[Start RECORDS]
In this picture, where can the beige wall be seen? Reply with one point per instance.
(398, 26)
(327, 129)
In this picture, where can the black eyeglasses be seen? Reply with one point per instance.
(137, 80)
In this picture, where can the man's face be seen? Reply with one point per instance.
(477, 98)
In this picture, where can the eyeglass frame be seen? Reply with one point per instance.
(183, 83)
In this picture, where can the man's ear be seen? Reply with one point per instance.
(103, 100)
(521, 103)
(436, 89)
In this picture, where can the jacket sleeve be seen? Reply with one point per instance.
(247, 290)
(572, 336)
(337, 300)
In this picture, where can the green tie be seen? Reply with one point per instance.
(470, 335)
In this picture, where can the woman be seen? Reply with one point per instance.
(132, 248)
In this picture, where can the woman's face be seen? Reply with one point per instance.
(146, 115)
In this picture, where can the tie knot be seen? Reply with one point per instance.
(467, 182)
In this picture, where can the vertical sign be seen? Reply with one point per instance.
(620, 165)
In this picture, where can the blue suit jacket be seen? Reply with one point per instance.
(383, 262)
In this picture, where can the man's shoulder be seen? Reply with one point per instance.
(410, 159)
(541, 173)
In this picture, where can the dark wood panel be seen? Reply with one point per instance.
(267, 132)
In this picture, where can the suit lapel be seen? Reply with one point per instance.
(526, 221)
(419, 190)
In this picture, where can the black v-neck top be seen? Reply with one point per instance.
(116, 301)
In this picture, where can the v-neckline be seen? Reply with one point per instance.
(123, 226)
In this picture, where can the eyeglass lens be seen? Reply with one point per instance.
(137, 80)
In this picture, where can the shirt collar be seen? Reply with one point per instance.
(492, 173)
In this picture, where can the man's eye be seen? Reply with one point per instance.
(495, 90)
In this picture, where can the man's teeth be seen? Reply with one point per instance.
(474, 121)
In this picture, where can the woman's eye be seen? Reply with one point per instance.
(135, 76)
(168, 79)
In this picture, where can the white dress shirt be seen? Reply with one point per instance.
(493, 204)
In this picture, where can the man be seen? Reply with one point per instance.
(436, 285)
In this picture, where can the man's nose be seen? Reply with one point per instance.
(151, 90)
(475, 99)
[End RECORDS]
WHAT IS BEING ASKED:
Please reproduce the rows from the line containing "In this picture, where can the woman's eye" through the last row, substituting "button-down shirt" for "white dress shirt" and keeping everything else unchanged.

REPLY:
In this picture, where can the woman's eye be seen? Reply with one point per instance.
(135, 76)
(168, 79)
In this picture, where can the button-down shirt be seen? Reply with one point per instance.
(493, 204)
In this picture, where can the man be seen? Reply with one point per instance.
(436, 285)
In this picture, where can the man's nose be seen? Reply with one point per instance.
(151, 90)
(475, 99)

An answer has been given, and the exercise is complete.